Instructions to follow: Please pull out every line below that contains the string "positive", matching uppercase and lowercase letters exactly.

Given information:
══════
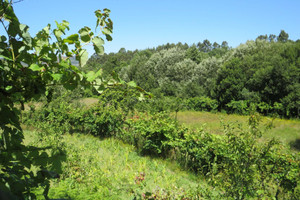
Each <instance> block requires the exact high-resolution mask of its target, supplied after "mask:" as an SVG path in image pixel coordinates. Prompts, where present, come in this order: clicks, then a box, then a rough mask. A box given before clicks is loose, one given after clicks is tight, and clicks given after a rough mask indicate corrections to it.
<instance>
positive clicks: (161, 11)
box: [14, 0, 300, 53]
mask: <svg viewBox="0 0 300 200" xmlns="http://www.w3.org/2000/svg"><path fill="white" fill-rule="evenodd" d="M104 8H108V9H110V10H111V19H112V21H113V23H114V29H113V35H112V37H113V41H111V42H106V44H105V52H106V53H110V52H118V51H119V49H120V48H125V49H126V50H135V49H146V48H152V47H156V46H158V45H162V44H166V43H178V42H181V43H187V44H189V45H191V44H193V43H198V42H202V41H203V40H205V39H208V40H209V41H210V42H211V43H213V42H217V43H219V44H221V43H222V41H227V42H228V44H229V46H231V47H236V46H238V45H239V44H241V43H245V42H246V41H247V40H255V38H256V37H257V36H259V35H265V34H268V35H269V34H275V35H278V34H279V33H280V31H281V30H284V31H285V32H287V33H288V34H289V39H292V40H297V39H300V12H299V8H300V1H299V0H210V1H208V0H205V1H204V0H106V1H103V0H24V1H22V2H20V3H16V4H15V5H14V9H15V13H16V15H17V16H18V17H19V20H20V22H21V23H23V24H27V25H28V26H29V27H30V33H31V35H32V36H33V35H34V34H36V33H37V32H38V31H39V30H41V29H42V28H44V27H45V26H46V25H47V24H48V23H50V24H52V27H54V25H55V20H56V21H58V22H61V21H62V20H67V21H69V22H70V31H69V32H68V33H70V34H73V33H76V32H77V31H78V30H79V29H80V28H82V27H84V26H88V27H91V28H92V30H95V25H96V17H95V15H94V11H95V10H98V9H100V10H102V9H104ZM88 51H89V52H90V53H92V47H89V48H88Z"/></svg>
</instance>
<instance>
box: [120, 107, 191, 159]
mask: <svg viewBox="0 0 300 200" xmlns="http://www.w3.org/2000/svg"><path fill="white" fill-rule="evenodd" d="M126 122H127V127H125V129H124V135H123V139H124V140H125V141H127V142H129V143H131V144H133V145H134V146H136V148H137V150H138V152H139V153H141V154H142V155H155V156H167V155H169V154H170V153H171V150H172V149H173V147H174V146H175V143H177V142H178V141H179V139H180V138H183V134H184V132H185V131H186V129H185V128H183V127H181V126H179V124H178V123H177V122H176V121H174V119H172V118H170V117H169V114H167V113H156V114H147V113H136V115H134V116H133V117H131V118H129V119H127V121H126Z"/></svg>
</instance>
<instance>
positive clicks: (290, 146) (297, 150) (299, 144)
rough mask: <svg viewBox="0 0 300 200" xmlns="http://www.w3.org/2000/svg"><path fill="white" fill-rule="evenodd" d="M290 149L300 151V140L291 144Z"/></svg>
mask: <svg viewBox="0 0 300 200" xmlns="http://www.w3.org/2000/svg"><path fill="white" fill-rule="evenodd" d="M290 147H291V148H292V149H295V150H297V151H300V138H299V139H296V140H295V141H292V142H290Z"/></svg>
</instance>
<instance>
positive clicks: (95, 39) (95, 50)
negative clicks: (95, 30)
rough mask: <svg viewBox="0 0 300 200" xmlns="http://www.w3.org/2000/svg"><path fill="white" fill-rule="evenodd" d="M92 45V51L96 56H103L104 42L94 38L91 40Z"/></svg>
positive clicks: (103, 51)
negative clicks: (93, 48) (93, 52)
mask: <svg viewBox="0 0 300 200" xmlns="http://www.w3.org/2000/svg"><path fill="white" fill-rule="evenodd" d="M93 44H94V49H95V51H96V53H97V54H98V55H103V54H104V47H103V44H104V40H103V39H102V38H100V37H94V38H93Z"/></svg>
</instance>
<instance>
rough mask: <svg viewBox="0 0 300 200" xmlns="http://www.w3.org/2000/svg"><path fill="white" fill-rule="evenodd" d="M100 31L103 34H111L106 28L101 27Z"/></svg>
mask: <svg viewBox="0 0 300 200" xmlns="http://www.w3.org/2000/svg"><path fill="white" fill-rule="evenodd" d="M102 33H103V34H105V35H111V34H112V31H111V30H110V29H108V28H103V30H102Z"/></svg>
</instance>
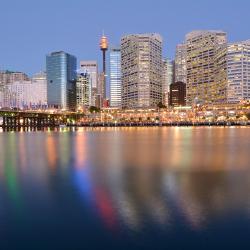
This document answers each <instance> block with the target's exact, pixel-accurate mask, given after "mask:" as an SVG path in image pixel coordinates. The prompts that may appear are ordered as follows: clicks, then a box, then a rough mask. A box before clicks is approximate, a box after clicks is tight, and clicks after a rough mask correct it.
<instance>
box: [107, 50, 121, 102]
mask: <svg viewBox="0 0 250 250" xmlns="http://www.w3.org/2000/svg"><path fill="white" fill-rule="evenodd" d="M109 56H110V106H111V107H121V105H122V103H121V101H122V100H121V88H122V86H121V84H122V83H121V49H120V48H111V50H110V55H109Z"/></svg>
══════
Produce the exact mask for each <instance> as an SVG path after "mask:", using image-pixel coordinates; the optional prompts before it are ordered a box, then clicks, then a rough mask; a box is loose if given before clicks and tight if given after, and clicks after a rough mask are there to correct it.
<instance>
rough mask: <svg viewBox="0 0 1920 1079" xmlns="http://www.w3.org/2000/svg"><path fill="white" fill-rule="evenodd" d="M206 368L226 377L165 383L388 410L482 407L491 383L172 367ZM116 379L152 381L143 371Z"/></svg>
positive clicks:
══════
Answer box:
positive clicks: (161, 11)
positive clicks: (290, 146) (297, 150) (299, 144)
positive clicks: (95, 39) (95, 50)
positive clicks: (103, 51)
positive clicks:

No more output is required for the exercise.